### ABOUT THIS EXERCISE
Transcribe the data that follows in full. Leave out the pictures.
(Beginning of INFORMATION PROVIDED)
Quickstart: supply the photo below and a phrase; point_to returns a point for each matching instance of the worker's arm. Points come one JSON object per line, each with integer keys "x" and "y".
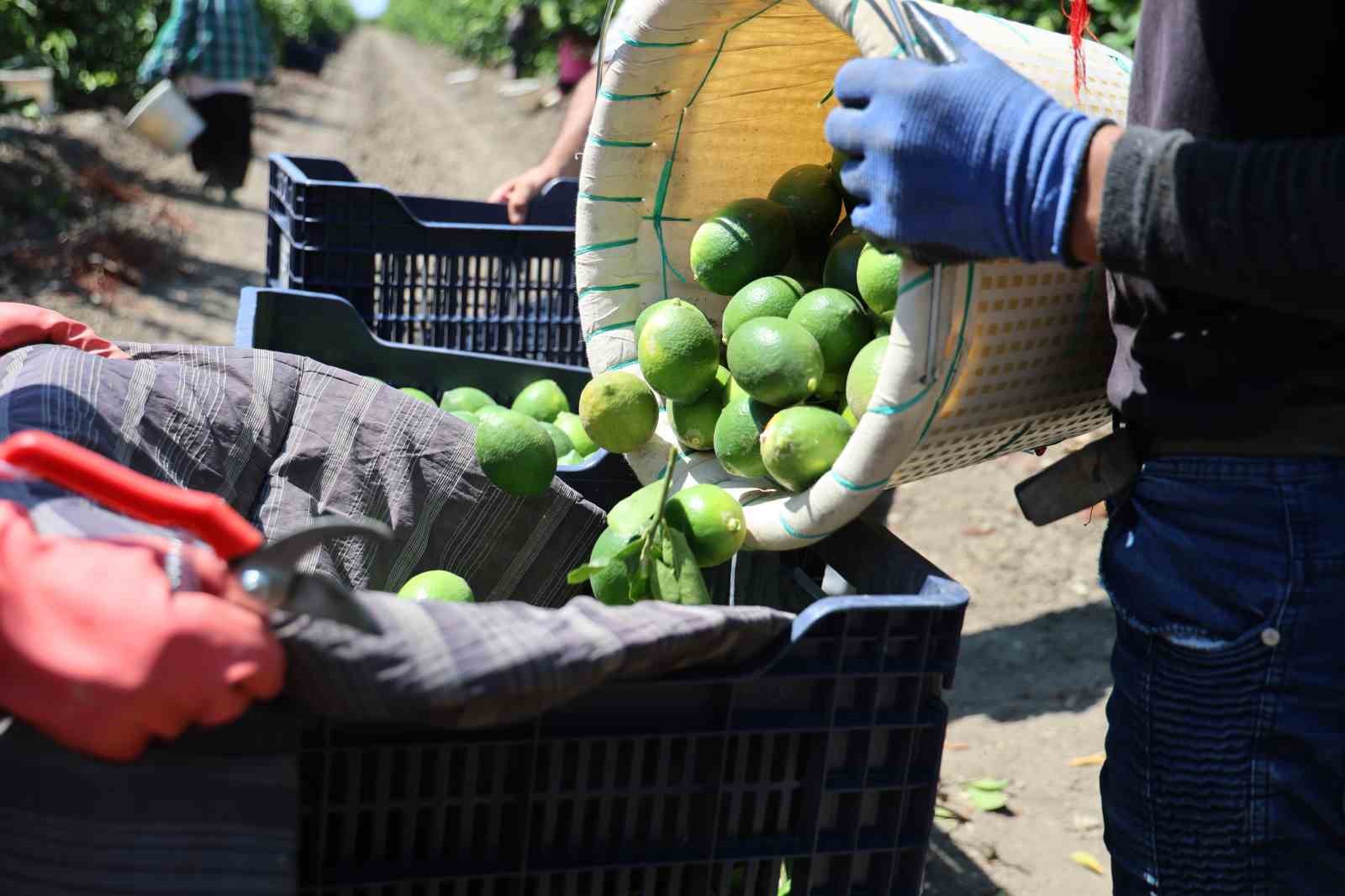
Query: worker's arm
{"x": 562, "y": 159}
{"x": 977, "y": 158}
{"x": 103, "y": 654}
{"x": 1253, "y": 221}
(End of INFORMATION PROVIDED)
### RESULT OF THIS TASK
Quickstart: supply the photo below and a phrase; point_to returns a point for each matching instance of the worker's arm. Points come one JSON object per line, each with integer keys "x" and "y".
Query: worker's arm
{"x": 562, "y": 159}
{"x": 977, "y": 158}
{"x": 103, "y": 654}
{"x": 1253, "y": 221}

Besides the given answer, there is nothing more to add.